» **Provided records**
########

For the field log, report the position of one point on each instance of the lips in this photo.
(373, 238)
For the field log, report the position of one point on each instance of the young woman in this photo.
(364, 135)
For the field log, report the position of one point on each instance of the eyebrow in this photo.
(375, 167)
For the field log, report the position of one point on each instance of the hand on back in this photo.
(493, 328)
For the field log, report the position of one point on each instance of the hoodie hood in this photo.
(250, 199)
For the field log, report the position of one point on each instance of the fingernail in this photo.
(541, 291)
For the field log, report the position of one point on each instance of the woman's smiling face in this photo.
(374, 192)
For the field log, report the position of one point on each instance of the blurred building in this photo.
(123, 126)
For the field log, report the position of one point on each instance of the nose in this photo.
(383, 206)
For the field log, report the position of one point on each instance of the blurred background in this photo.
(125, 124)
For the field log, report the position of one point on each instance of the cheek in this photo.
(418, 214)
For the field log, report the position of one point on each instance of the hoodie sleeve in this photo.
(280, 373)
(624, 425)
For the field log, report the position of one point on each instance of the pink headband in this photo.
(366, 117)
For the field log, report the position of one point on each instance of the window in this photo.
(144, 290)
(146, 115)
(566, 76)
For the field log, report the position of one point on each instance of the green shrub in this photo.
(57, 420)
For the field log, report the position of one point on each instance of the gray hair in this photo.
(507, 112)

########

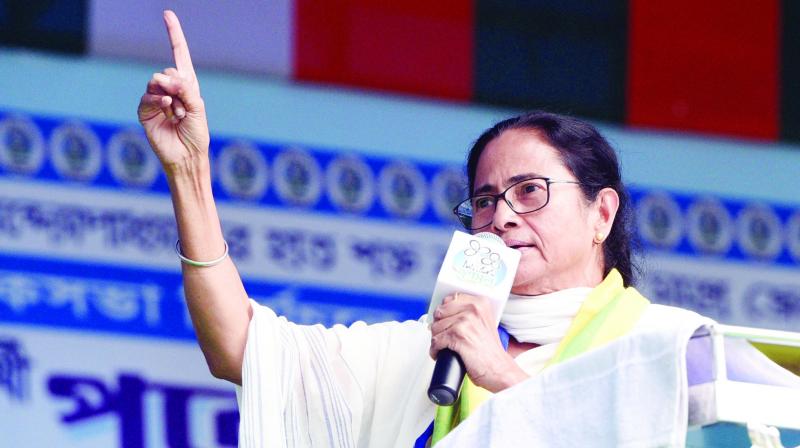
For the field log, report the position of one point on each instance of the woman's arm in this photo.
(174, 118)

########

» **What you should do**
Pull out each line above that contains the string "woman", and copy those lines. Matching is case-sensitive.

» **Response to this exercise**
For the field log, report the position of one point on each instance of the young woman in this photo.
For the field log, report the position of one point on each instance of the woman's smiling face in this photo.
For the field log, report the position of one point on each instance of the woman's arm in this photo.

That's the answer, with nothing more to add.